▸ Information
BEGIN
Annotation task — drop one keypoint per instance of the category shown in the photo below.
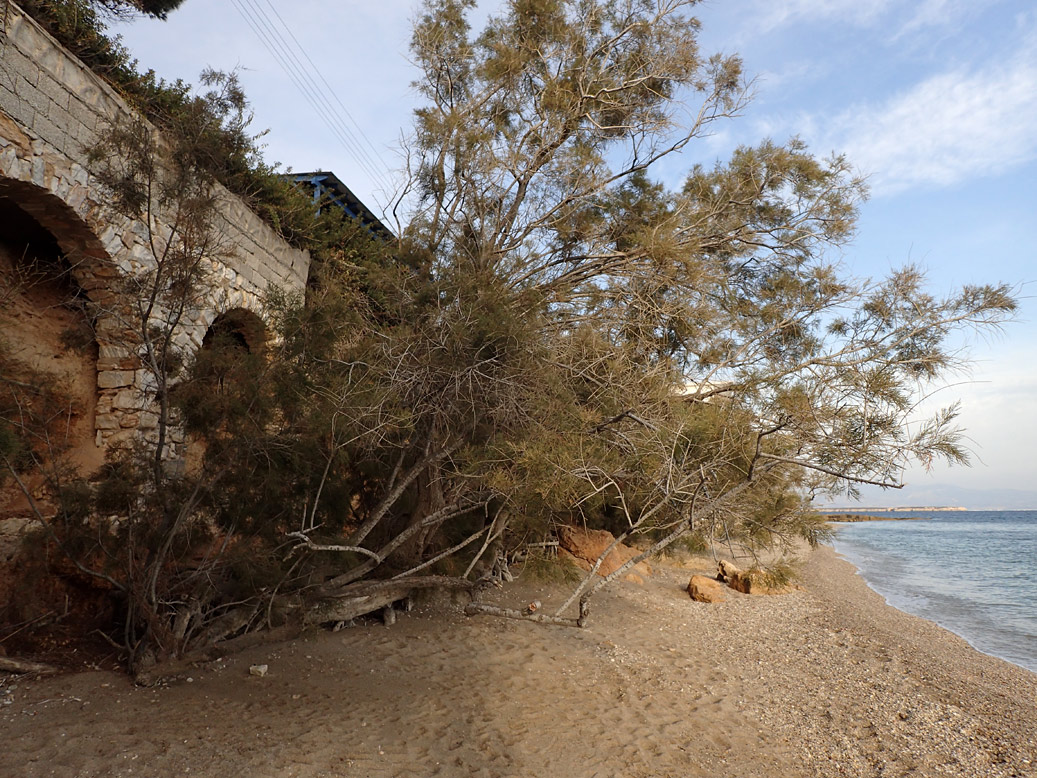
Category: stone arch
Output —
(50, 348)
(237, 327)
(89, 264)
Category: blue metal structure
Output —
(328, 190)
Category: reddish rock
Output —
(704, 589)
(588, 545)
(753, 581)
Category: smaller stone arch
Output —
(237, 328)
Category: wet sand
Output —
(825, 682)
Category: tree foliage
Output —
(555, 338)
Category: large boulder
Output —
(587, 545)
(753, 581)
(704, 589)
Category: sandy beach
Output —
(825, 682)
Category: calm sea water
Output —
(973, 573)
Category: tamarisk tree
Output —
(589, 345)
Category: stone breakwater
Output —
(53, 107)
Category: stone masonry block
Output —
(24, 72)
(114, 379)
(56, 92)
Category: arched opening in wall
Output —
(236, 331)
(48, 350)
(224, 380)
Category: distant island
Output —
(902, 508)
(870, 518)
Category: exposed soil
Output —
(823, 682)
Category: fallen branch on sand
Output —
(541, 618)
(21, 666)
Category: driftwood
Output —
(160, 671)
(536, 616)
(22, 666)
(368, 596)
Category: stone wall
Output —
(51, 108)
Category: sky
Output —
(934, 101)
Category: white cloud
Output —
(780, 12)
(945, 130)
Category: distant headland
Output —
(899, 509)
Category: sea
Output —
(972, 572)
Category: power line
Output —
(314, 87)
(293, 68)
(325, 81)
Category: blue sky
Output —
(935, 101)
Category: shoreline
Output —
(947, 628)
(830, 681)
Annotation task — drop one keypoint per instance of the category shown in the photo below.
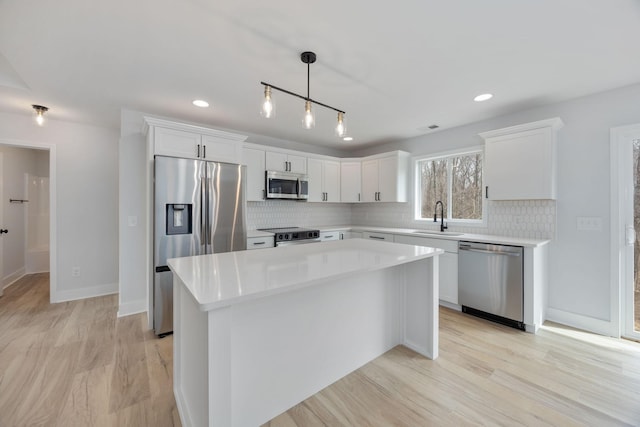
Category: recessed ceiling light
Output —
(483, 97)
(200, 103)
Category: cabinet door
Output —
(369, 180)
(315, 180)
(331, 180)
(448, 277)
(254, 159)
(388, 179)
(276, 161)
(221, 150)
(350, 181)
(520, 166)
(177, 143)
(297, 164)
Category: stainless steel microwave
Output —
(285, 185)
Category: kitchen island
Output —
(256, 332)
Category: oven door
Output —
(297, 242)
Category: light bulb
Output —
(268, 106)
(341, 127)
(40, 110)
(309, 121)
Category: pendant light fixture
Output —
(308, 119)
(40, 110)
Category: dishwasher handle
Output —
(485, 251)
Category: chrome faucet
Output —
(443, 226)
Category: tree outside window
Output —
(456, 181)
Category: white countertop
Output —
(225, 279)
(484, 238)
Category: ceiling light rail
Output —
(268, 105)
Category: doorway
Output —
(25, 253)
(625, 220)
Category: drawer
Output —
(260, 242)
(446, 245)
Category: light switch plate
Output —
(589, 223)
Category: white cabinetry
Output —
(324, 180)
(520, 161)
(285, 162)
(193, 142)
(350, 180)
(448, 279)
(254, 159)
(351, 235)
(260, 242)
(385, 177)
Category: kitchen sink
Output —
(438, 233)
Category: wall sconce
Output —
(40, 110)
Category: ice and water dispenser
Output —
(179, 218)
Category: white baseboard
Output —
(133, 307)
(12, 278)
(82, 293)
(598, 326)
END
▸ Exercise details
In the entries above, identify each line that includes the string "blue", then copy it.

▸ Your solution
Category: blue metal structure
Category: blue sky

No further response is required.